Listed records below:

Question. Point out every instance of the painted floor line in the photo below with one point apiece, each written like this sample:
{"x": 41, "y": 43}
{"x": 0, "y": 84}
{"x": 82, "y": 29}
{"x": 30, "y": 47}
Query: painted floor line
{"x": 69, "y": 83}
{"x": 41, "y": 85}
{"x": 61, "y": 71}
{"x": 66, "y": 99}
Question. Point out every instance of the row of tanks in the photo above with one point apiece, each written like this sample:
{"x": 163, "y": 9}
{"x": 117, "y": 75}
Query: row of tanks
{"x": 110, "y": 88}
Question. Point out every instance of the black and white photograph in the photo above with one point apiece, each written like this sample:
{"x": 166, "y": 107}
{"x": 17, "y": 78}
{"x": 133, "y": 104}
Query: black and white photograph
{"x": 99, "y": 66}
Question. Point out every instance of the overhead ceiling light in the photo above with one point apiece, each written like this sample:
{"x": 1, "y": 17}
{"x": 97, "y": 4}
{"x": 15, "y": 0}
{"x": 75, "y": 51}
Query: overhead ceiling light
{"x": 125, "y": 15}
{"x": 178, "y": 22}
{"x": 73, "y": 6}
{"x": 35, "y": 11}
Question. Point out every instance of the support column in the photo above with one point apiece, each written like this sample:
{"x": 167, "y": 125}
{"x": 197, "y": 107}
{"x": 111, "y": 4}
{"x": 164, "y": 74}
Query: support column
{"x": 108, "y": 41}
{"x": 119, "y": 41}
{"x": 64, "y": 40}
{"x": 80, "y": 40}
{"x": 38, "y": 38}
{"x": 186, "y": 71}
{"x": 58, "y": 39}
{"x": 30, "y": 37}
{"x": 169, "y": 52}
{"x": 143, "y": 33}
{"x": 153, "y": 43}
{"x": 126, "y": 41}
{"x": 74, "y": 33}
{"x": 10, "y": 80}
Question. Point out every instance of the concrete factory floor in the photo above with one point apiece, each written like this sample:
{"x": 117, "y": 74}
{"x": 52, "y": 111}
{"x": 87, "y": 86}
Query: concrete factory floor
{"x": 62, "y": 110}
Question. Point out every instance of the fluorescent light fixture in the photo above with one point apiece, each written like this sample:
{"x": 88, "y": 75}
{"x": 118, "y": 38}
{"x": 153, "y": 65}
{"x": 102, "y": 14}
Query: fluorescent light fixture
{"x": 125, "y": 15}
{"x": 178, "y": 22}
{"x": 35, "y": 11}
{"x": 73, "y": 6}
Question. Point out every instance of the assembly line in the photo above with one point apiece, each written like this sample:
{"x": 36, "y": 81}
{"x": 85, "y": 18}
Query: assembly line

End of Listed records.

• **About this task**
State the number of lines in the preceding entries that include the word "assembly". Provide nothing else.

• **Your response**
2